ツッコミ,感想,ネタバレありです。ネタバレO.K.の方のみ御覧ください。古い作品なので,ネタバレも何もないかもしれませんが,一応忠告しておきます。漫画の話とわかっていても,科学的に突っ込みたくなることってありますよね。
天秤宮は紫龍の師匠の童虎が守護する宮なので,本来であればそのまま素通りできるはずです。
しかし双児宮で異次元に飛ばされた時に,氷河だけなぜかこの天秤宮に落とされて,師匠の水瓶座のカミュに氷の棺に閉じ込められているので簡単には通れません。
本編
天秤宮は紫龍の師匠があずかる宮なので,星矢たちも当然簡単に通れると期待しています。
星矢は足が折れているはずなのに,すでに普通に走っています。痛くてとても走れるような状態ではないはずなのですが……。

### 与えられた情報
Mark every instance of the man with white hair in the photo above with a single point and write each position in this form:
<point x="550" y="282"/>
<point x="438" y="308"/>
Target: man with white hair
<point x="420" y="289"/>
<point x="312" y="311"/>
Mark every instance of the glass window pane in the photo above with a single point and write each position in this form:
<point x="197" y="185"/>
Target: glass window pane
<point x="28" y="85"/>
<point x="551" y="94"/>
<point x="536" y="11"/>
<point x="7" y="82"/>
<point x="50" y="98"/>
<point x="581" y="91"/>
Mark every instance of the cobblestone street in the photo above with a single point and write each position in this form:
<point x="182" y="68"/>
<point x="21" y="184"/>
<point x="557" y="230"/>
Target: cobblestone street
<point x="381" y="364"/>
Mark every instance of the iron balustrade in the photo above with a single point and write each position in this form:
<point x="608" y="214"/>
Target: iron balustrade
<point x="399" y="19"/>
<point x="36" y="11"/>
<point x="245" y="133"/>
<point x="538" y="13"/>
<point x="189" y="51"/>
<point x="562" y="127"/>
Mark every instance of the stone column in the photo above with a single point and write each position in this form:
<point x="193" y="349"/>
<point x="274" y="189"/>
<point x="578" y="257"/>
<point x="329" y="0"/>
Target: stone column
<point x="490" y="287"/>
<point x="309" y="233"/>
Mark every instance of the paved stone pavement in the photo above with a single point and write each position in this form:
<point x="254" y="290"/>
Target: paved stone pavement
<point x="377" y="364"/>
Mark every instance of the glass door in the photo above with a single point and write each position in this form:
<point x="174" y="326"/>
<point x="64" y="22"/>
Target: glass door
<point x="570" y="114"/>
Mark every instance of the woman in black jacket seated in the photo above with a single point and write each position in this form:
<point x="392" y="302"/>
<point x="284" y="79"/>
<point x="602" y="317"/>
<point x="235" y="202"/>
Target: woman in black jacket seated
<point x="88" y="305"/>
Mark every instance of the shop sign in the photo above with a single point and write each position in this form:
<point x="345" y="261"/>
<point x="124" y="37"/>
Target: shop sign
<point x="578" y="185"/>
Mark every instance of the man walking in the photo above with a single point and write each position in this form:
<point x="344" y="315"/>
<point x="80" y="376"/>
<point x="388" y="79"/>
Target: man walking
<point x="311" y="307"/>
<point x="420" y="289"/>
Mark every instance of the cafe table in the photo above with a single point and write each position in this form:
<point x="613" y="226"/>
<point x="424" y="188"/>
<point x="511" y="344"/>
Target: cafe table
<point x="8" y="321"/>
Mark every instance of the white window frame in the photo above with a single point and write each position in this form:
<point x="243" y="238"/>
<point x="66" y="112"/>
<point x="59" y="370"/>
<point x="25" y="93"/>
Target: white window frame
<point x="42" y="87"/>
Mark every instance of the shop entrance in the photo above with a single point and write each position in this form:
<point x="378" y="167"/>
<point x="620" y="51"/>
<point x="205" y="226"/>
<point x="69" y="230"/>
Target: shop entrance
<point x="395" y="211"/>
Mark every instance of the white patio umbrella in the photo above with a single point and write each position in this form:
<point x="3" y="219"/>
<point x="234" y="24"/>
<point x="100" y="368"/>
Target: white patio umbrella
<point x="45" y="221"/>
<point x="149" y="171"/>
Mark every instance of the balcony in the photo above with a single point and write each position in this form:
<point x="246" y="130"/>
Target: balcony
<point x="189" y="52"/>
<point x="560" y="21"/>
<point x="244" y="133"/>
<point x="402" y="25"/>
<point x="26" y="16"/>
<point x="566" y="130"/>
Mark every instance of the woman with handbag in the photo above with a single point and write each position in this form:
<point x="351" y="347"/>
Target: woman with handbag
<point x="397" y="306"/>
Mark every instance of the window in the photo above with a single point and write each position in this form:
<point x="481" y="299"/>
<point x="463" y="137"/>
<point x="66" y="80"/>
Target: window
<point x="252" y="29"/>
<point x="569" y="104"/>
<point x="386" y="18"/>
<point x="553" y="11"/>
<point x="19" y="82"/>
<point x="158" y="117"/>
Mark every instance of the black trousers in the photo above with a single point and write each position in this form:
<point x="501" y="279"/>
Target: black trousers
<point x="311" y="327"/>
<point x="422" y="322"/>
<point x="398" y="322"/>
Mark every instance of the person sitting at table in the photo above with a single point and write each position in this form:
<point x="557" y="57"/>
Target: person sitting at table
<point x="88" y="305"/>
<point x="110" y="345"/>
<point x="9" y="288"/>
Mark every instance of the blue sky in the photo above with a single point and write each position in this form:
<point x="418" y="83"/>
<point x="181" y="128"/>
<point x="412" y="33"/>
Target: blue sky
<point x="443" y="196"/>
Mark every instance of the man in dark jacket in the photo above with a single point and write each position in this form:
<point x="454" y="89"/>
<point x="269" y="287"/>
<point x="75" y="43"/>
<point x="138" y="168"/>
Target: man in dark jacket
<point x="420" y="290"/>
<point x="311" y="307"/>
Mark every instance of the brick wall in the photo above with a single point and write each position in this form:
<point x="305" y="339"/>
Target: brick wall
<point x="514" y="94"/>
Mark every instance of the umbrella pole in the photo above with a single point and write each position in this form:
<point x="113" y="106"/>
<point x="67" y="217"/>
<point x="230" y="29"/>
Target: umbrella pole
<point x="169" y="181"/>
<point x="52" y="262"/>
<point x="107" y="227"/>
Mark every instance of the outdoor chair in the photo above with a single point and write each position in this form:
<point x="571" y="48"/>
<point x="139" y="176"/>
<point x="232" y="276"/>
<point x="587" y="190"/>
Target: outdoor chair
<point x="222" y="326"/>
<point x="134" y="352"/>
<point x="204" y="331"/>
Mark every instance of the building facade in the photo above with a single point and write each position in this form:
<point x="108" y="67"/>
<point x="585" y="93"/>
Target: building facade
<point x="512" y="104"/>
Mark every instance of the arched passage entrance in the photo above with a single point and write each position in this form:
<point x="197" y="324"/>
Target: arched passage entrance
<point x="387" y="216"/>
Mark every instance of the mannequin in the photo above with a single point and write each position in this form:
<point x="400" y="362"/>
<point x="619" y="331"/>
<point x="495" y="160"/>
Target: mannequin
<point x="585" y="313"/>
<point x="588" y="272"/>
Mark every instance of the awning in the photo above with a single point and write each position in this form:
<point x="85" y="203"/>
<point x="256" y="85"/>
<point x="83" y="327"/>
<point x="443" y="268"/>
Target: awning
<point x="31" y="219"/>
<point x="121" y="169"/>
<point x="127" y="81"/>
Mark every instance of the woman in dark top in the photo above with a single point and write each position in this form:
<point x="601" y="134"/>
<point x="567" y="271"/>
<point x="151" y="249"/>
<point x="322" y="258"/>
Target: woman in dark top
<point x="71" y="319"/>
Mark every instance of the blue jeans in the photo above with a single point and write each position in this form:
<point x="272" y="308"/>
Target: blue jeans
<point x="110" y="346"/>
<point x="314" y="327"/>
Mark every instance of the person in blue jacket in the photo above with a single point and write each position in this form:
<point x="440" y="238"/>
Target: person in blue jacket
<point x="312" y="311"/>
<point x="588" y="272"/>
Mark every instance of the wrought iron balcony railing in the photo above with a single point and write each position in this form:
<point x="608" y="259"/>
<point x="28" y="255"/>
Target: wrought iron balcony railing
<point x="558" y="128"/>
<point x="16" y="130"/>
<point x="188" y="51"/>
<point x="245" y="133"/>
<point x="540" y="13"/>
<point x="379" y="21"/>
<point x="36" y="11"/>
* * *
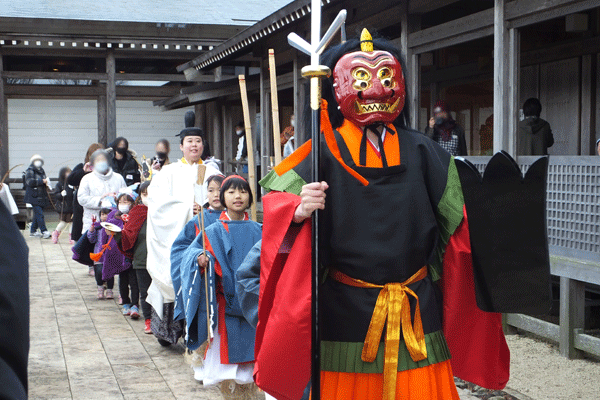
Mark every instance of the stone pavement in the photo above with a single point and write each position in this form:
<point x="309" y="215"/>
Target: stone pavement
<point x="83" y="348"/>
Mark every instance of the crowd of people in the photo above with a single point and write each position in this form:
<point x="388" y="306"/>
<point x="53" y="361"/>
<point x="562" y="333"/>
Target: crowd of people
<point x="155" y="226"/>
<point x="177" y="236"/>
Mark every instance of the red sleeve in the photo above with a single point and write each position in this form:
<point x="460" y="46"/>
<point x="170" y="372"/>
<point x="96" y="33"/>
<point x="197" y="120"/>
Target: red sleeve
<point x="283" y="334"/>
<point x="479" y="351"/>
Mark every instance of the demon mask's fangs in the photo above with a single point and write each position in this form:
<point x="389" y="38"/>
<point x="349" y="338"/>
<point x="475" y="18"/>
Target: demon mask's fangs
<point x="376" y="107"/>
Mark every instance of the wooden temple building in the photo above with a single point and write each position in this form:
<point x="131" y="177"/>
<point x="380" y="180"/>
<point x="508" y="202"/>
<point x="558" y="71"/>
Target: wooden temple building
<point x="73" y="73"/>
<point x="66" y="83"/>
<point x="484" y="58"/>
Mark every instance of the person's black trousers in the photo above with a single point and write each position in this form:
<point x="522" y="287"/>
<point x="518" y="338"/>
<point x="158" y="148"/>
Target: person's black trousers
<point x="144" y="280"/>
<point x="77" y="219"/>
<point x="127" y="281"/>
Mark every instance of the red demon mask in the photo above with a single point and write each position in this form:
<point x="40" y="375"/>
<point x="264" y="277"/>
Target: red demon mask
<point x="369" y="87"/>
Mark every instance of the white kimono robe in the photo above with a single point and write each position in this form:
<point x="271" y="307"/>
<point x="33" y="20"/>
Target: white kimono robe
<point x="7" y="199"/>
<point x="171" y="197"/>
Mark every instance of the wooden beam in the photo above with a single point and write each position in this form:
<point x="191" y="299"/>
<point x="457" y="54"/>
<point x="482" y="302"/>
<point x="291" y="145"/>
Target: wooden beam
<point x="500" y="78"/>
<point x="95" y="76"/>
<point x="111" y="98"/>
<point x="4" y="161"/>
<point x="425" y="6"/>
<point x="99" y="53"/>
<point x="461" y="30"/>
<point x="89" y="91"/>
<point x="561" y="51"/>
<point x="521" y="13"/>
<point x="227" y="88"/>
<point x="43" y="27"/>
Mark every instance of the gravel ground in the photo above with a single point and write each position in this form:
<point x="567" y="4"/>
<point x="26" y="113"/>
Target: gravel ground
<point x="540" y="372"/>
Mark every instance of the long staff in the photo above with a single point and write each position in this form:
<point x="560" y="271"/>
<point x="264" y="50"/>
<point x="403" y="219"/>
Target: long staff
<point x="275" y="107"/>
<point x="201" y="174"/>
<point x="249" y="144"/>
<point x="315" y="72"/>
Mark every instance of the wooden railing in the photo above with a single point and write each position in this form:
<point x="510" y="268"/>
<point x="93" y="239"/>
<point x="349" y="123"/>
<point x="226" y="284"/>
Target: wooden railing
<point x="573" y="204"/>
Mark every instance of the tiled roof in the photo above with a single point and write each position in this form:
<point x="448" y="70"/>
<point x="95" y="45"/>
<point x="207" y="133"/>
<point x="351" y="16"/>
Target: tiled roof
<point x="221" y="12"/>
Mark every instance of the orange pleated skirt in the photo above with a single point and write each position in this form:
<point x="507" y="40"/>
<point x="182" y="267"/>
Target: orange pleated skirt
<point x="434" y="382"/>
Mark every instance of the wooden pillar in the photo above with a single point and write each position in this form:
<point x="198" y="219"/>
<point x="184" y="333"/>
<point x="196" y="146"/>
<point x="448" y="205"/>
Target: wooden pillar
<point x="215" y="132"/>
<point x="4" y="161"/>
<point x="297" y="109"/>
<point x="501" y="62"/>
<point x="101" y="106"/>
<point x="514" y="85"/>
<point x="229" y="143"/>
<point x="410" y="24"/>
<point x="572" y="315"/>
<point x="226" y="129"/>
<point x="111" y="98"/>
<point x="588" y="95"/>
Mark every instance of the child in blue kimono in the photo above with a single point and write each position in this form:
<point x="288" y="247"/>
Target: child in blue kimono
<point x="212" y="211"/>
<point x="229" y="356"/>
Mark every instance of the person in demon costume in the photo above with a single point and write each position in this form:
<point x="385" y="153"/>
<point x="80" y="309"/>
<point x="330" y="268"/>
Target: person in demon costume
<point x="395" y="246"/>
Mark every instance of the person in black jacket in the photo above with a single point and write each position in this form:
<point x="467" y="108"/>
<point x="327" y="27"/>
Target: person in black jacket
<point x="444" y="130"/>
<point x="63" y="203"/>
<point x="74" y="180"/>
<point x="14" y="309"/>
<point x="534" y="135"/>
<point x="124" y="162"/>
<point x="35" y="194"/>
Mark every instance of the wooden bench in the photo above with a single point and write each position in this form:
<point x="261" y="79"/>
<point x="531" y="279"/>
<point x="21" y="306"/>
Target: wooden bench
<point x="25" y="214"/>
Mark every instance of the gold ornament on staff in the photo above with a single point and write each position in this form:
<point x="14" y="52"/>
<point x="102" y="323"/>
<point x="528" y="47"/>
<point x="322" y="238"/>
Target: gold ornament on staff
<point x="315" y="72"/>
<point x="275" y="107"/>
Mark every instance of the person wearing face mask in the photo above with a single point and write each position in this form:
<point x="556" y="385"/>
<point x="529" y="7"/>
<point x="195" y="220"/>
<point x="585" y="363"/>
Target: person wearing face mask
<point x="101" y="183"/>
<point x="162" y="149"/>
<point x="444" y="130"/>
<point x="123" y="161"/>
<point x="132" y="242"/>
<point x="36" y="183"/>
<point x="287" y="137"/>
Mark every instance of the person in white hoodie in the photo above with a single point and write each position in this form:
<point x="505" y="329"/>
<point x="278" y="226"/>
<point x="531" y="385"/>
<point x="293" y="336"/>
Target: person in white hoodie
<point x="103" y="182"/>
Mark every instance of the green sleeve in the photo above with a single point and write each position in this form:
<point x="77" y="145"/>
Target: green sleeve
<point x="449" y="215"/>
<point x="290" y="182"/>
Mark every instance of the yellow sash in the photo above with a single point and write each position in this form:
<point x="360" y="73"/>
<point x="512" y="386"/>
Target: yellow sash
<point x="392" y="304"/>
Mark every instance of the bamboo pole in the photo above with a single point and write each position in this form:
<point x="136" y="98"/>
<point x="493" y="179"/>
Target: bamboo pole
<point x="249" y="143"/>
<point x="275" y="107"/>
* * *
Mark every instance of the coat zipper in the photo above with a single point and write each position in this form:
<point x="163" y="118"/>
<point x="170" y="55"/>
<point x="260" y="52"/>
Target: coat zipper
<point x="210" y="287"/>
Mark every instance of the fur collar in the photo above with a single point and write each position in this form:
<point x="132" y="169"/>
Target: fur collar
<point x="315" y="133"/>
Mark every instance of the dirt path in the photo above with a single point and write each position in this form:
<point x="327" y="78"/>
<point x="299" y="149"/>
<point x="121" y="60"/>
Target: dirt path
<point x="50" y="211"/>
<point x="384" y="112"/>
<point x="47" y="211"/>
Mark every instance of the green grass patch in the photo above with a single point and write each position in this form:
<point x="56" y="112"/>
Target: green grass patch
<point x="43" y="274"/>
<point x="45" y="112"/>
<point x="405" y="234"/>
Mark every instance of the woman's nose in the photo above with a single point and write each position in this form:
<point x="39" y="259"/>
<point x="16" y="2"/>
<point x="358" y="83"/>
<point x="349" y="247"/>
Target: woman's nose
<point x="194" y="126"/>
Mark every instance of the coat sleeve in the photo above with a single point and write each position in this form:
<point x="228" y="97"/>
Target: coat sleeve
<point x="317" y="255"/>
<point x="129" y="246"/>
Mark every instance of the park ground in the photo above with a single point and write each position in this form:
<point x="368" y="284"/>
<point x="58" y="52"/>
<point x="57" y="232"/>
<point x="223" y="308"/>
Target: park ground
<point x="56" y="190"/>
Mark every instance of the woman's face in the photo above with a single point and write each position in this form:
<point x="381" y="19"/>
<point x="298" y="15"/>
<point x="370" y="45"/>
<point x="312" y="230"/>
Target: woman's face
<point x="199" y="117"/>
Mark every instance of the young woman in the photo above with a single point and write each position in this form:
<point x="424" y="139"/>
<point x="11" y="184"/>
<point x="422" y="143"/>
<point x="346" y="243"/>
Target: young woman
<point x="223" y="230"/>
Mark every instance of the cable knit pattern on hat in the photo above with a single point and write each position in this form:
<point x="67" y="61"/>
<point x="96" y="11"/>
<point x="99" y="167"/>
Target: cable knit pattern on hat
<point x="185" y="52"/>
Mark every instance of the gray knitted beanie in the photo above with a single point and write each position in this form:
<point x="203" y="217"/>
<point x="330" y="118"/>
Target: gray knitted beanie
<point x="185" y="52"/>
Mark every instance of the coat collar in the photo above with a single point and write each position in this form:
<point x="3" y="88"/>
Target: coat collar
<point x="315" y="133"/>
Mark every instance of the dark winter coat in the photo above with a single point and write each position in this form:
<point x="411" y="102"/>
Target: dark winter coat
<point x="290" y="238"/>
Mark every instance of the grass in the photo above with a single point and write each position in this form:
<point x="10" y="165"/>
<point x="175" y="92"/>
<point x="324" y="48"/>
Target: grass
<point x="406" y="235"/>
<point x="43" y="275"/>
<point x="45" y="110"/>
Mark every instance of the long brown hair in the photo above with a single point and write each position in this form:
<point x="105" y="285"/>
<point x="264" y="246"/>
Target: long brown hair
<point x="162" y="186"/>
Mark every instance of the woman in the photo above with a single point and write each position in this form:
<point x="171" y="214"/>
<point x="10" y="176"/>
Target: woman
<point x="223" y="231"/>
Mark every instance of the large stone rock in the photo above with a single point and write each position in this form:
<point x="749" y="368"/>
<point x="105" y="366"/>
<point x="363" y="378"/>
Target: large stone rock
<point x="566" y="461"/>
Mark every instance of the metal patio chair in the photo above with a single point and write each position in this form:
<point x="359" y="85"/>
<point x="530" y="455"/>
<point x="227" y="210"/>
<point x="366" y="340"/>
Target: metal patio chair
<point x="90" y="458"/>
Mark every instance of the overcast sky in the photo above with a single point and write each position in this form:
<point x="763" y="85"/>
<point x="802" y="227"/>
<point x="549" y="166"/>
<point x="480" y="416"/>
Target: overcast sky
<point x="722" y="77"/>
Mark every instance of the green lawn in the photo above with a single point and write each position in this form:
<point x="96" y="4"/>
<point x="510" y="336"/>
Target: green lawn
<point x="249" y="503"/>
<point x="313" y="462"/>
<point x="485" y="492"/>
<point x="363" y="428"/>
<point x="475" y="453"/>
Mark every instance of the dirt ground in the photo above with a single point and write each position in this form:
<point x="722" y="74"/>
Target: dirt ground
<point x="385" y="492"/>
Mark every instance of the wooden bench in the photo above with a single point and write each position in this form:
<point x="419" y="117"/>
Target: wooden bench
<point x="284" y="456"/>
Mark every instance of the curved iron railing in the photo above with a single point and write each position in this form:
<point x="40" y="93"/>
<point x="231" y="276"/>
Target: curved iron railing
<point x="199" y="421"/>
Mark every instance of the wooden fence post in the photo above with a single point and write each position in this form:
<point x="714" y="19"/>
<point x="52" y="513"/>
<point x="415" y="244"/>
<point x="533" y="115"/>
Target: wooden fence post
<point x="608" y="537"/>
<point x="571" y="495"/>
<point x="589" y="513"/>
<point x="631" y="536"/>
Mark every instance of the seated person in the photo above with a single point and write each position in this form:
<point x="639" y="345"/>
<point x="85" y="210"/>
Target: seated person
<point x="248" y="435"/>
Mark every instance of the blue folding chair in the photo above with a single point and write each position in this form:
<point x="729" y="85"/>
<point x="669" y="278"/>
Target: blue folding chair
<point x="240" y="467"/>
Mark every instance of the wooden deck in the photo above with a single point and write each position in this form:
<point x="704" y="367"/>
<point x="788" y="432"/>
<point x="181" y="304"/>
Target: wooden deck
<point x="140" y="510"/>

### 作業指示
[A] 天秤宮についての本文をもとに、次の問いに答えよ。
(i) 天秤宮を守護しているのは誰か。
(ii) 氷河を氷の棺に閉じ込めたのは誰か。
(iii) 星矢は体のどこが折れているはずだとされているか。
[B] 天秤宮についての本文に名前が出てくる登場人物を、出てくる順にすべて挙げよ。
[C] 天秤宮についての本文のうち、「天秤宮は紫龍の師匠の童虎が守」で始まり「単に通れると期待しています。」で終わる部分を、そのまま書き写せ。

### 設問別の解答
[A]
(i) 紫龍の師匠の童虎
(ii) 氷河の師匠である水瓶座のカミュ
(iii) 足

[B] 紫龍、童虎、氷河、カミュ、星矢

[C]
天秤宮は紫龍の師匠の童虎が守護する宮なので,本来であればそのまま素通りできるはずです。
しかし双児宮で異次元に飛ばされた時に,氷河だけなぜかこの天秤宮に落とされて,師匠の水瓶座のカミュに氷の棺に閉じ込められているので簡単には通れません。
本編
天秤宮は紫龍の師匠があずかる宮なので,星矢たちも当然簡単に通れると期待しています。